▶ _GOAL_: Please print every record below exactly as it appears.

#####

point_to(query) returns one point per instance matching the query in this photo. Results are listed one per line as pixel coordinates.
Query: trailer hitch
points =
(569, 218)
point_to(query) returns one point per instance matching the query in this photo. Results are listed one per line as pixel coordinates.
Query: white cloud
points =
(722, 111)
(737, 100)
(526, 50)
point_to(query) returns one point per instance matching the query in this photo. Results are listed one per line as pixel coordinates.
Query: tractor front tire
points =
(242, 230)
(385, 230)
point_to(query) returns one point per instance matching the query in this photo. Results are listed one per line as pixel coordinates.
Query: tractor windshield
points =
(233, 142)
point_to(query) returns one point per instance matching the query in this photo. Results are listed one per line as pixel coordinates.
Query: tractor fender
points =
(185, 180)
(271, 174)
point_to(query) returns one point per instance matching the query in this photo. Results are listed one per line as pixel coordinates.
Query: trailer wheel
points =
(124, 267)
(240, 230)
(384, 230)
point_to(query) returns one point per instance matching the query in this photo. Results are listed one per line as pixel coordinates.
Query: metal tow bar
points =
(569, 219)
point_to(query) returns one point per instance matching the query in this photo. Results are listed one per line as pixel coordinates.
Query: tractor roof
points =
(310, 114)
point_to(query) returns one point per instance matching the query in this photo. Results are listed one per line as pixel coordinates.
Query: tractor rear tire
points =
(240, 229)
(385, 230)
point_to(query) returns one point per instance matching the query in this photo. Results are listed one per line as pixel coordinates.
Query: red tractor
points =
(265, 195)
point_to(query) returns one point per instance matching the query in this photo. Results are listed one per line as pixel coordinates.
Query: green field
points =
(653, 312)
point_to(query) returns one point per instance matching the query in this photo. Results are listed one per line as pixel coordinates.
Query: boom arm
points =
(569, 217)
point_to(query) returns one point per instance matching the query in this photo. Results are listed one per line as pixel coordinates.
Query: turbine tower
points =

#####

▶ _FINISHED TASK_:
point_to(query) returns one point per instance matching the query in this photo. Results are listed one per line as pixel coordinates.
Query: trailer hitch
points =
(569, 218)
point_to(query) returns one point per instance matching the query in this photo. Results are listed one per line as pixel coordinates.
Query: white cloud
points =
(722, 111)
(737, 100)
(526, 50)
point_to(query) returns one point per instance matching the query in this photo. Results are listed one per line as pixel coordinates.
Query: tractor front tire
points =
(242, 230)
(385, 230)
point_to(query) returns one point per instance matching the query in this photo. Results are listed one per line as pixel coordinates.
Query: tractor windshield
points =
(233, 142)
point_to(query) returns one point per instance matching the query in this photo. Results are listed one per line as pixel coordinates.
Query: tractor fender
points =
(185, 180)
(271, 174)
point_to(query) returns one point per instance matching the query in this photo. Results are listed one per line as pixel coordinates.
Query: trailer wheel
points =
(124, 267)
(240, 230)
(384, 230)
point_to(query) returns one point per instance matching the query in this photo. Results are listed one per line as pixel coordinates.
Query: metal tow bar
points =
(569, 219)
point_to(query) returns one point per instance matching the query in this photo. Results are listed one per line as pixel coordinates.
Query: tractor roof
points =
(310, 114)
point_to(query) returns one point per instance matching the query in this photo. Results are listed one per line as pixel coordinates.
Query: tractor rear tire
points =
(240, 229)
(385, 230)
point_to(query) returns one point per instance matching the query in this photo. Results are listed one per line as pixel coordinates.
Query: red tractor
points =
(265, 195)
point_to(query) returns one point per instance matching the query in this photo. Results are listed one per line as pixel coordinates.
Query: green field
points =
(653, 312)
point_to(query) returns one point per instance matching the query in this photo. Results are listed one per line as pixel coordinates.
Query: boom arm
points =
(569, 217)
point_to(query) returns one point per instance matching the query in this photo. Results are listed one per line as pixel coordinates.
Query: turbine tower
points =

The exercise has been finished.